**To be done**
Lay out as a numbered list the lines from the one containing "Using the specimen image, mark the black wristband" through the last line below, both included, skipping any blank lines.

Extracted records:
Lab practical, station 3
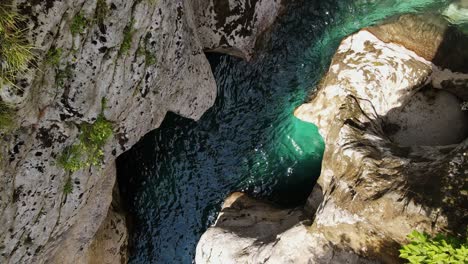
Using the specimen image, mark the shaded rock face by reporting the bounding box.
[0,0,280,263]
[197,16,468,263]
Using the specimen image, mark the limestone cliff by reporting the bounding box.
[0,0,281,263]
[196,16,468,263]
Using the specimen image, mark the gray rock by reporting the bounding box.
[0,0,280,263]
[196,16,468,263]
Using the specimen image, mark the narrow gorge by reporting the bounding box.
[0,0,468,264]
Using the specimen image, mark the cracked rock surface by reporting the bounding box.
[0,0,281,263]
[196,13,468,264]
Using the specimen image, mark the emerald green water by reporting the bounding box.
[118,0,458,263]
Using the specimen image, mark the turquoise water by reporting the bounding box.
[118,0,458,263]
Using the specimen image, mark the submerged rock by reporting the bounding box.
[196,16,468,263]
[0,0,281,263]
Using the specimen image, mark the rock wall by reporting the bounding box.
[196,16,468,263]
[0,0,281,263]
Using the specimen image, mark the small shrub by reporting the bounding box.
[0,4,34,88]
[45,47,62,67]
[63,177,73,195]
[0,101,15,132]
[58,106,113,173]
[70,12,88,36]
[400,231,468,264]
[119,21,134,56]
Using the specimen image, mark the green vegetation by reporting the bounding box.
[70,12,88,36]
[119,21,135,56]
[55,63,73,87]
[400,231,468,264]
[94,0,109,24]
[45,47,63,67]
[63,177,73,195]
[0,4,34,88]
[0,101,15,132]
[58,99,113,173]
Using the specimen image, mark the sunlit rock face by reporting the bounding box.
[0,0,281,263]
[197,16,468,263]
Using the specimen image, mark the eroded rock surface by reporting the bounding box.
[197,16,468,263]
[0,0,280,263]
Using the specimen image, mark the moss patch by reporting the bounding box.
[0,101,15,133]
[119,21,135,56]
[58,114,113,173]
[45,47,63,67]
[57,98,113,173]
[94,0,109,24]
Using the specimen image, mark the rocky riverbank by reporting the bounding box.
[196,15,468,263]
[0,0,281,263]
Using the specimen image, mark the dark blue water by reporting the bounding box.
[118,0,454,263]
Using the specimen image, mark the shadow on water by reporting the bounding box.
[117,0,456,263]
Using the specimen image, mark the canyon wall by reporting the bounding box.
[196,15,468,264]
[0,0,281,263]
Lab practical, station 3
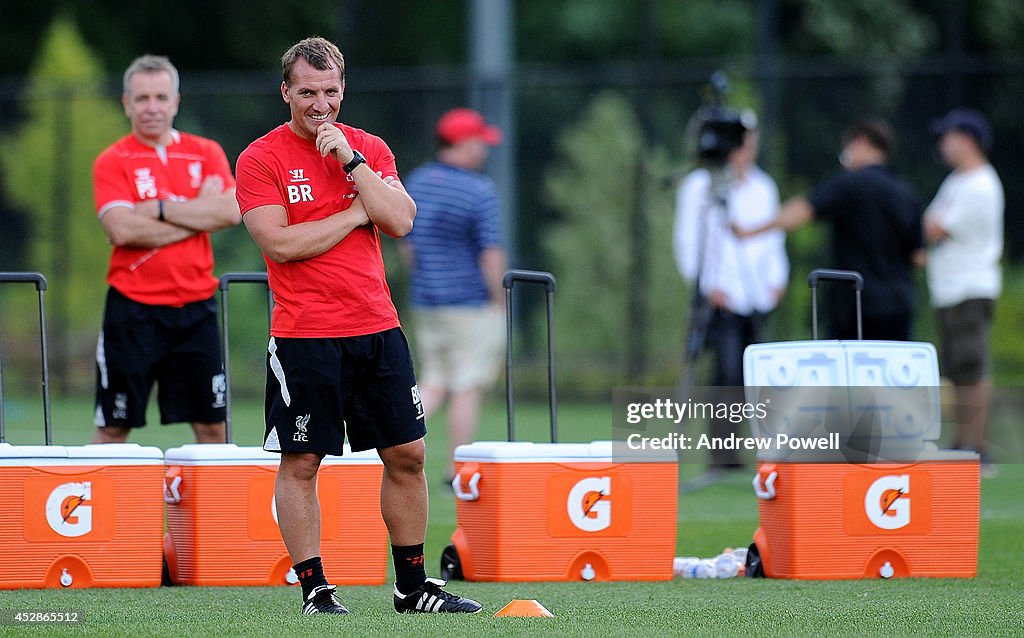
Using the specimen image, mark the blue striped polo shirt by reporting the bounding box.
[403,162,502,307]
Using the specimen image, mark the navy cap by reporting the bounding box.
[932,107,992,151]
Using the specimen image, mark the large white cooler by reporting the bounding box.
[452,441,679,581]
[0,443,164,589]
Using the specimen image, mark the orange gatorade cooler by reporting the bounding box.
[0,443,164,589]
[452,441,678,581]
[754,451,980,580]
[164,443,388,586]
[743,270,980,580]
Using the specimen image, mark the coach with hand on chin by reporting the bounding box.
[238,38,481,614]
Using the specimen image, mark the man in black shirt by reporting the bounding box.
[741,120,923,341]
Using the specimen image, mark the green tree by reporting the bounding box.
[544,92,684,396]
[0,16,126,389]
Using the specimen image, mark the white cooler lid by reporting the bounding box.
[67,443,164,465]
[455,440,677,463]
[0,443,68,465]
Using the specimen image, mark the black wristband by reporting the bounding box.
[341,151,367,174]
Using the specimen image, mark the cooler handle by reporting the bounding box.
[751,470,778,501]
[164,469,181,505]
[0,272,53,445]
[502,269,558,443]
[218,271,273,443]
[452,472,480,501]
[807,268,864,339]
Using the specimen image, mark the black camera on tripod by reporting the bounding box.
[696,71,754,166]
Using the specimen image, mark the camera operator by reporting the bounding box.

**Expected answer**
1. Using the specimen image, mark the black wristband by reporting the bounding box.
2. [341,151,367,174]
3. Using the specimen image, mark the cooler handle by reporting the bounding box.
4. [751,470,778,501]
5. [164,469,181,505]
6. [0,272,53,445]
7. [502,269,558,443]
8. [218,271,273,443]
9. [452,472,480,501]
10. [807,268,864,339]
11. Using the specimen image, mark the black camera on tripod by reporting the bounding box.
12. [696,71,754,166]
13. Using the specimen image, mark the camera operator by reporting the bounding box.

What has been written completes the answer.